G.R. No. L-4149            January 20, 1908

ENRIQUE F. SOMES, plaintiff-appellant,
vs.
RAFAEL MOLINA Y SALVADOR, ET AL., defendants-appellees.

Chicote and Miranda, for appellant.
Kinney and Lawrence and Rosado, Sanz and Opisso, for appellees.

JOHNSON, J.:

This is an action which was commenced in the Court of First Instance of Manila by virtue of a complaint filed on April 26, 1907, by the plaintiff, Enrique F. Somes, against Rafael Molina y Salvador, Aniceto Ruiz, Antonio de la Riva, and other defendants, case No. 5448 of the Court of First Instance of Manila. The facts in this case appear to be as follows:

By virtue of a written contract, dated Manila, July 27, 1903, Antonio de la Riva became debtor in the sum of $134,636.12, Mexican currency, the price agreed upon for the purchase of certain business in the Island of Catanduanes, belonging to Rafael Molina. This amount was to be paid in installments.

On or about the month of January, 1905, Molina filed a complaint in the Court of First Instance of the city of Manila against De la Riva for the recovery of the sum of P33,659.03, one of the installments, which action was registered under No. 3402, and later was brought to this court under No. 2721. (6 Phil. Rep., 12)

On approval of the bill of exceptions in the said case by the lower court, in order to suspend the execution of the sentence of the said court, the defendant Antonio de la Riva, perfected a bond, which was signed by De la Riva as principal and Enrique Somes and Roberto Spalding, jointly, as sureties for the sum of P35,000.

Object location annotation data:
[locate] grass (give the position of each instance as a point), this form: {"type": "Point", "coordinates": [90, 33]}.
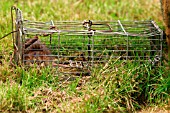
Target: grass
{"type": "Point", "coordinates": [119, 86]}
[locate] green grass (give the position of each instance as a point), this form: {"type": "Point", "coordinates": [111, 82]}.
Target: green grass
{"type": "Point", "coordinates": [119, 86]}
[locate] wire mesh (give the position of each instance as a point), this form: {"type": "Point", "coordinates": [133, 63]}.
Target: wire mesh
{"type": "Point", "coordinates": [77, 47]}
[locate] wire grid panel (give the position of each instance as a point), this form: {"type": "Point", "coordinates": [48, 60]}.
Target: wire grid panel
{"type": "Point", "coordinates": [76, 47]}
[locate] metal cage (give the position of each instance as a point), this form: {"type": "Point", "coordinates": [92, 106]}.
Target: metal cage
{"type": "Point", "coordinates": [77, 47]}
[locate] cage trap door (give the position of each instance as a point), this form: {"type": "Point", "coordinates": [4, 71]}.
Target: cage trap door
{"type": "Point", "coordinates": [73, 53]}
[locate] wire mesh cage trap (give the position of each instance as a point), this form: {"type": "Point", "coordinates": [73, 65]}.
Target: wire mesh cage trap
{"type": "Point", "coordinates": [77, 47]}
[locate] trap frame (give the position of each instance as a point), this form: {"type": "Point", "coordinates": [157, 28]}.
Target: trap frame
{"type": "Point", "coordinates": [77, 47]}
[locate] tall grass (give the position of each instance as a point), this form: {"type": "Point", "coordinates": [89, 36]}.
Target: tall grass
{"type": "Point", "coordinates": [119, 86]}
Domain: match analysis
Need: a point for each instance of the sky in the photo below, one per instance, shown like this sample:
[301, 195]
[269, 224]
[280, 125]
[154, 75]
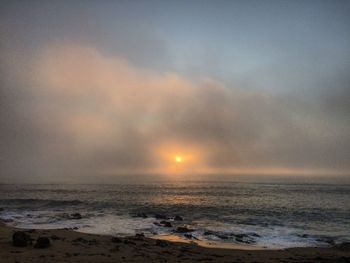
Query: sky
[103, 89]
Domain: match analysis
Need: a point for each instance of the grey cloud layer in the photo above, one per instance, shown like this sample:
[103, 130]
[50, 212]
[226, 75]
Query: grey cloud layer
[74, 111]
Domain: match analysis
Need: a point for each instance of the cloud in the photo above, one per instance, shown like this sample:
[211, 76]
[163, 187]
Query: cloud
[72, 111]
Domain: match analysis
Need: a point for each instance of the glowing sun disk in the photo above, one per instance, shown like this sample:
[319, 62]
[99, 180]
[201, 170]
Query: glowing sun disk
[178, 159]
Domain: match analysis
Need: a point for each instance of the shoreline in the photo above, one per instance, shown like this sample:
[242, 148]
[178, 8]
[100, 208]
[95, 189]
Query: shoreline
[72, 246]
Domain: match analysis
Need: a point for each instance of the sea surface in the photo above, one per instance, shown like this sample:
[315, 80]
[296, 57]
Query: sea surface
[261, 215]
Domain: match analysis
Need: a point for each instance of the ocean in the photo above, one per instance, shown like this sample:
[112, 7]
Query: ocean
[254, 214]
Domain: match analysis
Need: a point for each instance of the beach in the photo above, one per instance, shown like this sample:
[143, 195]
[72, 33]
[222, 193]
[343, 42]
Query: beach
[67, 245]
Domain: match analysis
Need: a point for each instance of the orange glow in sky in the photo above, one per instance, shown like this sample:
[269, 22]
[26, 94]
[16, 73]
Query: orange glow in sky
[177, 158]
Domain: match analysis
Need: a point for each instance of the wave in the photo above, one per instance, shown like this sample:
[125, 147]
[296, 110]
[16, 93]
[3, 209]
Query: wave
[23, 202]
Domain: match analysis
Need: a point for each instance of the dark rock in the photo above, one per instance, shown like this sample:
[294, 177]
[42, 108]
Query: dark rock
[116, 240]
[85, 241]
[21, 239]
[160, 216]
[54, 237]
[75, 216]
[42, 242]
[162, 243]
[344, 246]
[244, 238]
[129, 242]
[165, 223]
[139, 235]
[208, 232]
[143, 215]
[303, 235]
[183, 229]
[178, 218]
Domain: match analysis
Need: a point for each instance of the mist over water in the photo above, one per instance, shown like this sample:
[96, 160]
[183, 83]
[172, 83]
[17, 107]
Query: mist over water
[257, 214]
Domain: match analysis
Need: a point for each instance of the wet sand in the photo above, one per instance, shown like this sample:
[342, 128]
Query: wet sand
[72, 246]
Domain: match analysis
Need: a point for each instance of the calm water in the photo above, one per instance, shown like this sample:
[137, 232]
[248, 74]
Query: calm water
[271, 215]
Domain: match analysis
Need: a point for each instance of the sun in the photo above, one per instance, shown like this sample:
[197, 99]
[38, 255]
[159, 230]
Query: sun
[178, 159]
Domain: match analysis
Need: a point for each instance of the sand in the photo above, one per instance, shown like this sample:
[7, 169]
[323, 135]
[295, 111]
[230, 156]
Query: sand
[72, 246]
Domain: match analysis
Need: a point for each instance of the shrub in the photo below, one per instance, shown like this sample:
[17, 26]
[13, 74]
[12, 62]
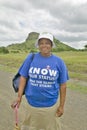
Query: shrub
[4, 50]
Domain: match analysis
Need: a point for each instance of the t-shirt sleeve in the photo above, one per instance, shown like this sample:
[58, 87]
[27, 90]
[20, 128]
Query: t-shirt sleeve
[63, 73]
[23, 71]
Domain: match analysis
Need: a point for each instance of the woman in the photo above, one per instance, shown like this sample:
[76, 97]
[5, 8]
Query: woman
[48, 76]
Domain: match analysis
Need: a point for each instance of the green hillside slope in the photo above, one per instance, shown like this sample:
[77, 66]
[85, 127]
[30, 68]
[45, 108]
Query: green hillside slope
[29, 44]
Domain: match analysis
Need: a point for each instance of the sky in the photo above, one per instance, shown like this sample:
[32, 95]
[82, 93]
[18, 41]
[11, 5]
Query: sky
[65, 19]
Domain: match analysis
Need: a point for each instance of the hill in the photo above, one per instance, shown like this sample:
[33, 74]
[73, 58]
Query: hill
[29, 44]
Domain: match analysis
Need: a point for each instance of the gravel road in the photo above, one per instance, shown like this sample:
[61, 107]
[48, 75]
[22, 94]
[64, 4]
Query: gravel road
[74, 118]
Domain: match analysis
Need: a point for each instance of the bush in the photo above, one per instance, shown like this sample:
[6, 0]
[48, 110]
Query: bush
[4, 50]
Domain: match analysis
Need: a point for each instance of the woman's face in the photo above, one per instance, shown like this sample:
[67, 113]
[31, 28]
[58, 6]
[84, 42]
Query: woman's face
[45, 46]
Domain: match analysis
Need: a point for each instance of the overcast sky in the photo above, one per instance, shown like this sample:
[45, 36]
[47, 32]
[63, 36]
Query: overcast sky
[65, 19]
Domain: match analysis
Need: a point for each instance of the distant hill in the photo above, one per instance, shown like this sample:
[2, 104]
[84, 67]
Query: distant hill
[29, 44]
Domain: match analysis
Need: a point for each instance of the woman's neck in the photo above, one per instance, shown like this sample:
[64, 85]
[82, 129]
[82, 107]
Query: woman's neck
[46, 54]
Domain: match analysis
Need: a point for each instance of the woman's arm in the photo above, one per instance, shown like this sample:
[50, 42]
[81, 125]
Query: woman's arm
[20, 92]
[60, 109]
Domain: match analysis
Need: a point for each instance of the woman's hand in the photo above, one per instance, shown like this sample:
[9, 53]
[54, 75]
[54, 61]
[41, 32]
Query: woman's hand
[16, 103]
[60, 111]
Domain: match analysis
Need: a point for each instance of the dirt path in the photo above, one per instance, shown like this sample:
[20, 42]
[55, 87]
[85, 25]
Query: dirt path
[74, 118]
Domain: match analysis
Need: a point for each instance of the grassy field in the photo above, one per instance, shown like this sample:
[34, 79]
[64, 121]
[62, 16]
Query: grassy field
[76, 62]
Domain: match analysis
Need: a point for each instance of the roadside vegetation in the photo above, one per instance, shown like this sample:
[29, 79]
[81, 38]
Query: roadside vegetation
[76, 62]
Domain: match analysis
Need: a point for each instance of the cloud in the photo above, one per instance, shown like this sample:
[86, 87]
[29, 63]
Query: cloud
[64, 18]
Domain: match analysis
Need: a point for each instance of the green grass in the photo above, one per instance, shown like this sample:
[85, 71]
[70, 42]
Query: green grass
[76, 62]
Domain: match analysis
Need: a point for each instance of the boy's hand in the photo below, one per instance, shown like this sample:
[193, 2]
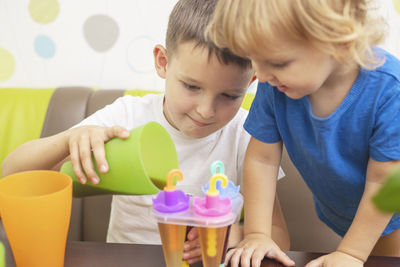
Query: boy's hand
[191, 249]
[336, 258]
[251, 251]
[85, 139]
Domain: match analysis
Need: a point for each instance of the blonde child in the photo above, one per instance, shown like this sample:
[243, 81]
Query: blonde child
[333, 99]
[204, 88]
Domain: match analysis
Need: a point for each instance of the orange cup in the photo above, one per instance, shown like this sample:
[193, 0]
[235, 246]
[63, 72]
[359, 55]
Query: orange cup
[35, 207]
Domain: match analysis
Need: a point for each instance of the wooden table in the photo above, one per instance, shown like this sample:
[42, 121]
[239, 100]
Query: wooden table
[96, 254]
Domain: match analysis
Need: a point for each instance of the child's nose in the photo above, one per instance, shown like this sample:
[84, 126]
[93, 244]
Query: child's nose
[206, 109]
[264, 77]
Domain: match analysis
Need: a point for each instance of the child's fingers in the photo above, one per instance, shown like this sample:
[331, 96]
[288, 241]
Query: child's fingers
[228, 256]
[116, 131]
[193, 235]
[191, 244]
[97, 145]
[85, 154]
[246, 257]
[235, 258]
[194, 260]
[76, 163]
[192, 254]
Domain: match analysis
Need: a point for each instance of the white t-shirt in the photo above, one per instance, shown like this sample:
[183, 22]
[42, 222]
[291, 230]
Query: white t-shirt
[131, 220]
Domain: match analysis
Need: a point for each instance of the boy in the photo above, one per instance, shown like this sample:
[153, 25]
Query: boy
[204, 89]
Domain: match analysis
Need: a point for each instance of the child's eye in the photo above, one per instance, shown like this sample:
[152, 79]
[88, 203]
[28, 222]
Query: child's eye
[190, 87]
[230, 97]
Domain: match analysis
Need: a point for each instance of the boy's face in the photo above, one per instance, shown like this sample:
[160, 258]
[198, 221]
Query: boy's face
[295, 69]
[202, 95]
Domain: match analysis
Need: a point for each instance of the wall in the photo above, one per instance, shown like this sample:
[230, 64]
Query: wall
[98, 43]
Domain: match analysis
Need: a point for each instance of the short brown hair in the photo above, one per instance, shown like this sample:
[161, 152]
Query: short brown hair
[188, 22]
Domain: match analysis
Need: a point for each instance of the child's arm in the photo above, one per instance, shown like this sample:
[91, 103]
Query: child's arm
[279, 231]
[260, 172]
[368, 223]
[79, 142]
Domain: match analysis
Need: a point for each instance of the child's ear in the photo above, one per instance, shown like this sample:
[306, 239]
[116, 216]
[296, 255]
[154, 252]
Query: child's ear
[160, 60]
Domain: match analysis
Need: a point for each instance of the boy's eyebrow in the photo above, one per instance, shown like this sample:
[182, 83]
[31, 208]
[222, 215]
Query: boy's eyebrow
[231, 90]
[190, 79]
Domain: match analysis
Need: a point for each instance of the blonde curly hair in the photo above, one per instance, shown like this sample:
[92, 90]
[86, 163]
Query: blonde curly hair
[344, 29]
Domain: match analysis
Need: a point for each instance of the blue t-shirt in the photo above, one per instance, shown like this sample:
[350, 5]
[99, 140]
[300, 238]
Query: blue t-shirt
[332, 153]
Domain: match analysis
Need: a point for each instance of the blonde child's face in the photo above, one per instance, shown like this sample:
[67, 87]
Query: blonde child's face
[202, 95]
[295, 69]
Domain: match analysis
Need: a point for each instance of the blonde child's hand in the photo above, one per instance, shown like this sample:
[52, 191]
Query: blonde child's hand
[251, 251]
[336, 258]
[84, 140]
[191, 249]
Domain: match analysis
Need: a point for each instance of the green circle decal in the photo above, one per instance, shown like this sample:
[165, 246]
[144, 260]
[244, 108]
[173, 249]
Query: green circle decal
[7, 64]
[44, 11]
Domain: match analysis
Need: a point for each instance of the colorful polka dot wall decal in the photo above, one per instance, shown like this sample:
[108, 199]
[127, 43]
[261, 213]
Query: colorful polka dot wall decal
[44, 46]
[7, 64]
[44, 11]
[101, 32]
[396, 4]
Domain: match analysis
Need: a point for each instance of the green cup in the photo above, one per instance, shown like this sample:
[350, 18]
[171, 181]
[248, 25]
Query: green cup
[138, 165]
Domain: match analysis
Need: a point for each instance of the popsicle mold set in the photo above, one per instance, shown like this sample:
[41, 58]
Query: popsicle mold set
[220, 206]
[211, 214]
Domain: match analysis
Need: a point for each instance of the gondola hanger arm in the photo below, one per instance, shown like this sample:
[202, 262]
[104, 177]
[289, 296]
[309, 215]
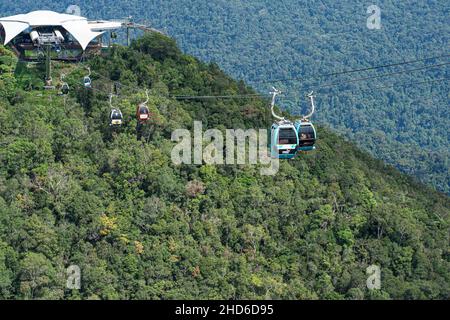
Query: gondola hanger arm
[274, 94]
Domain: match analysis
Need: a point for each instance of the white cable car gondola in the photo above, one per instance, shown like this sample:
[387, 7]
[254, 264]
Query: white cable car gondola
[116, 116]
[284, 135]
[142, 111]
[307, 134]
[87, 82]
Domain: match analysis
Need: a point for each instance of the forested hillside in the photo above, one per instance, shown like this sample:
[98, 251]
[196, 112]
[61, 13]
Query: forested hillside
[75, 192]
[405, 124]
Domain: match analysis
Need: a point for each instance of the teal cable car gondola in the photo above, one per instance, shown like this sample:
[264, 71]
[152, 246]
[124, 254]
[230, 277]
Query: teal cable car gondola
[307, 134]
[284, 135]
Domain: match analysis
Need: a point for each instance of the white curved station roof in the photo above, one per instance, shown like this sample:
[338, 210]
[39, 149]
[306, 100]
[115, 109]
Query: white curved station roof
[80, 28]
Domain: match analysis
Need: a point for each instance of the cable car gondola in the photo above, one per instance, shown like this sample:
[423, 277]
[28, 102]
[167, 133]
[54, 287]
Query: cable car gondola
[284, 135]
[87, 82]
[307, 134]
[64, 86]
[116, 116]
[142, 111]
[284, 140]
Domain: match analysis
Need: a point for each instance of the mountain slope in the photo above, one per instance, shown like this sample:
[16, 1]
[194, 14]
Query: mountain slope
[405, 124]
[74, 192]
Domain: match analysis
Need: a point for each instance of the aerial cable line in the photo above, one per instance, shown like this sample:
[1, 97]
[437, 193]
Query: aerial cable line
[193, 97]
[351, 71]
[386, 86]
[382, 75]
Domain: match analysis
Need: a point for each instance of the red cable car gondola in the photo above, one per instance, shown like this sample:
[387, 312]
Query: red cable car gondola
[142, 111]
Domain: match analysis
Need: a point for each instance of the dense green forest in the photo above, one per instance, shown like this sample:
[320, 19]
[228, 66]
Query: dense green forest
[75, 192]
[405, 124]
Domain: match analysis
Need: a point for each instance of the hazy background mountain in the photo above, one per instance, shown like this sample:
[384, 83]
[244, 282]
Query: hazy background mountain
[73, 191]
[257, 40]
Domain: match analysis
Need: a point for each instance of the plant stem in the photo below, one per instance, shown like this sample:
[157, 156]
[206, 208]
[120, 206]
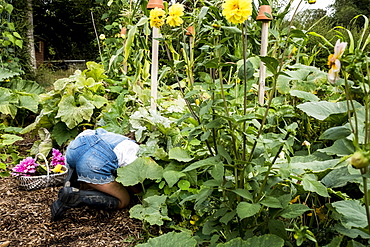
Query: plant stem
[97, 37]
[259, 195]
[364, 181]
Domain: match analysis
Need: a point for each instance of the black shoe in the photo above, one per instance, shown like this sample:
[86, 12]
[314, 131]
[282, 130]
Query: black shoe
[70, 197]
[66, 198]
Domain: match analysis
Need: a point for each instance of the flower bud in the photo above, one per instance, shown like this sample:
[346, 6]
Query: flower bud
[358, 160]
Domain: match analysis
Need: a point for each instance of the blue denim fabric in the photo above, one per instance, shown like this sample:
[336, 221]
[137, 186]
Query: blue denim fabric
[92, 156]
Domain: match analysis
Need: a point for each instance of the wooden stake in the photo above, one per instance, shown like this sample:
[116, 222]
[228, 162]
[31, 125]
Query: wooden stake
[264, 15]
[262, 78]
[154, 70]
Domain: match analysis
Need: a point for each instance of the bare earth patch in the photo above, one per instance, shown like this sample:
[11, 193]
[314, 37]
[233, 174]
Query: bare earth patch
[25, 221]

__CHALLENGES__:
**1)** Translate this sentence from the court decision into Spanish: "This amount was to be paid in installments."
**2)** Reproduce a passage of the court decision word for word, beginning at the words "RAFAEL MOLINA Y SALVADOR, ET" and stopping after the words "Opisso, for appellees.".
Work only from the court decision.

__RESPONSE LIST__:
**1)** Esta cantidad debía pagarse a plazos.

**2)**
RAFAEL MOLINA Y SALVADOR, ET AL., defendants-appellees.

Chicote and Miranda, for appellant.
Kinney and Lawrence and Rosado, Sanz and Opisso, for appellees.